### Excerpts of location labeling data
+===+

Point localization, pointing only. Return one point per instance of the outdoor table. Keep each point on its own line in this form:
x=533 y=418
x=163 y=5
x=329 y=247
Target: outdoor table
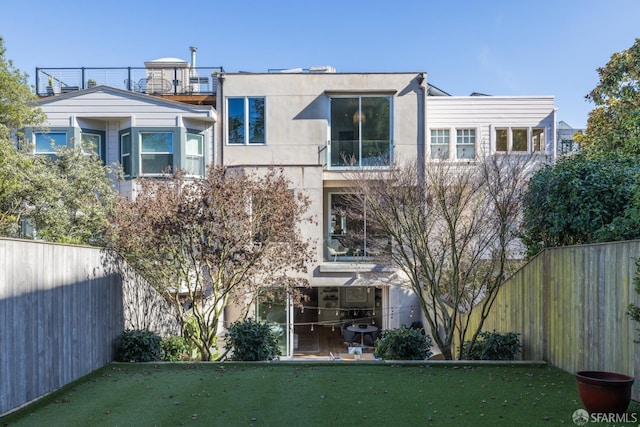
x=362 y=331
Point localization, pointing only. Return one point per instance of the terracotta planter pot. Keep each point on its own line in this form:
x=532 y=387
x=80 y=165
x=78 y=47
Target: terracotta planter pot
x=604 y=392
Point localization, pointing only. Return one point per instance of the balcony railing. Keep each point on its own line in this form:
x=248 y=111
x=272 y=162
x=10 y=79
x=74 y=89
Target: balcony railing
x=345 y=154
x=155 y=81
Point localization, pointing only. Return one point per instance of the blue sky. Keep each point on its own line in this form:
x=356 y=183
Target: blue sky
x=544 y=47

+===+

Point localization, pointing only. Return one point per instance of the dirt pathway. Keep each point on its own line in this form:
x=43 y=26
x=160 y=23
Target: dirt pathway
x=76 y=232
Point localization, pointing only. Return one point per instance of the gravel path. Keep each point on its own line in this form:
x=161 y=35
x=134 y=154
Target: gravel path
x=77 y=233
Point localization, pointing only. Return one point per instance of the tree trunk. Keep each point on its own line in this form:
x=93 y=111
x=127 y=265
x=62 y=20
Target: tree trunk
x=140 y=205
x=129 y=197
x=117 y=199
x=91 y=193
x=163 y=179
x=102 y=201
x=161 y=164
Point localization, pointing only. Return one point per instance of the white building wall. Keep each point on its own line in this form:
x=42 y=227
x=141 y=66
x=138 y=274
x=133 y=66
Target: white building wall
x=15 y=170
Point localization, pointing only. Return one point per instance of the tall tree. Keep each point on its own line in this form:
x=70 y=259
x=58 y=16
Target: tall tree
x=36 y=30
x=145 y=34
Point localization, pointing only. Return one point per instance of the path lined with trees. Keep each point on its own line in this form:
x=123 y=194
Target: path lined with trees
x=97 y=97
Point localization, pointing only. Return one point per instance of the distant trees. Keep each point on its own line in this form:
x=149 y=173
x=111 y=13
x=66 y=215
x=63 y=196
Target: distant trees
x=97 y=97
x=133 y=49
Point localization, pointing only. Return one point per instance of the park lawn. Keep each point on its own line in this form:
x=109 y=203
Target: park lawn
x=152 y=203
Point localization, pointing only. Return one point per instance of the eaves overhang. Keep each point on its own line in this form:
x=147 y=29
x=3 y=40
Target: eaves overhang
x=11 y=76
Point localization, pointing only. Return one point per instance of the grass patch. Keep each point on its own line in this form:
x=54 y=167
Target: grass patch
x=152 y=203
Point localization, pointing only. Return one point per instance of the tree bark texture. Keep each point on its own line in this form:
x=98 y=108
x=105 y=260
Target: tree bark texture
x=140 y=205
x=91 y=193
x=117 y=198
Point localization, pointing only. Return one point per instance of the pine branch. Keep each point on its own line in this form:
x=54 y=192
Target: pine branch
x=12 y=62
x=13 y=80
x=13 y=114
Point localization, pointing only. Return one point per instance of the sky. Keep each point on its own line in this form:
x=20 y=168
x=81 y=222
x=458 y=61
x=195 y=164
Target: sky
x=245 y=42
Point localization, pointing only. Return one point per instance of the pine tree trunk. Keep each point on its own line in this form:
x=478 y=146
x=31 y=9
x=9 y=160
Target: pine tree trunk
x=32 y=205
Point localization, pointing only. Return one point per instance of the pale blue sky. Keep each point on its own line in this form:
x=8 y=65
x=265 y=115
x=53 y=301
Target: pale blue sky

+===+

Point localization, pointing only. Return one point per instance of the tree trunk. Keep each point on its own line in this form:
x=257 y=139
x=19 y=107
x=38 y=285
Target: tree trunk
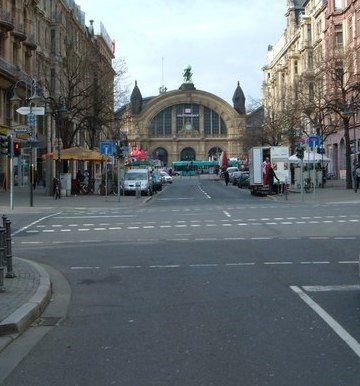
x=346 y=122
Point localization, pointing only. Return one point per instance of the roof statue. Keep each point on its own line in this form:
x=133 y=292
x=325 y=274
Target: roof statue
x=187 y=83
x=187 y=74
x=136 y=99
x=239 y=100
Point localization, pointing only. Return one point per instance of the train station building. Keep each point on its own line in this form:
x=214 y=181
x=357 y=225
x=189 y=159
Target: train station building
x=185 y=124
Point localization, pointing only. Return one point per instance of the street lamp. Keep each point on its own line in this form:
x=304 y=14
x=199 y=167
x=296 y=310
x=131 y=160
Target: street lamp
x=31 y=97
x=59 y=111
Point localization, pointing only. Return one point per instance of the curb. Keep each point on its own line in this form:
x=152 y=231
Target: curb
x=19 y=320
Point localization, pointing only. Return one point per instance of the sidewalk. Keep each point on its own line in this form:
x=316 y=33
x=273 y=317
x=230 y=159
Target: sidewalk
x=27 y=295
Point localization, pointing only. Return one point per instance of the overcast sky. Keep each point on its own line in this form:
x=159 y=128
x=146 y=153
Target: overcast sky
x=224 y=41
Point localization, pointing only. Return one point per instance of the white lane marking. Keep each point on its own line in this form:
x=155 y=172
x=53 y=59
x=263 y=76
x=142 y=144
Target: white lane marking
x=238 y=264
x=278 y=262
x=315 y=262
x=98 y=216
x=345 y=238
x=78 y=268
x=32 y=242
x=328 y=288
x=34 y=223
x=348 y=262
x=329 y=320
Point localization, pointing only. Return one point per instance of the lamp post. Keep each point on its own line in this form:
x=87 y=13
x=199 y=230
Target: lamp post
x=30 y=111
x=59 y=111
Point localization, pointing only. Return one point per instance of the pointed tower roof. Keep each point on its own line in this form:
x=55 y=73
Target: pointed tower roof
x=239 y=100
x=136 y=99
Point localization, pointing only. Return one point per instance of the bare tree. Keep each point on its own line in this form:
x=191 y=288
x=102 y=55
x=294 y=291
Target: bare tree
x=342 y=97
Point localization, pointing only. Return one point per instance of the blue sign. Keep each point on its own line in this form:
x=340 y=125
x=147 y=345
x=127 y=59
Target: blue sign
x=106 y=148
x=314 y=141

+===+

Count the lines in the data above that contain the string "sidewalk", and reply with only that number.

### Completed exercise
2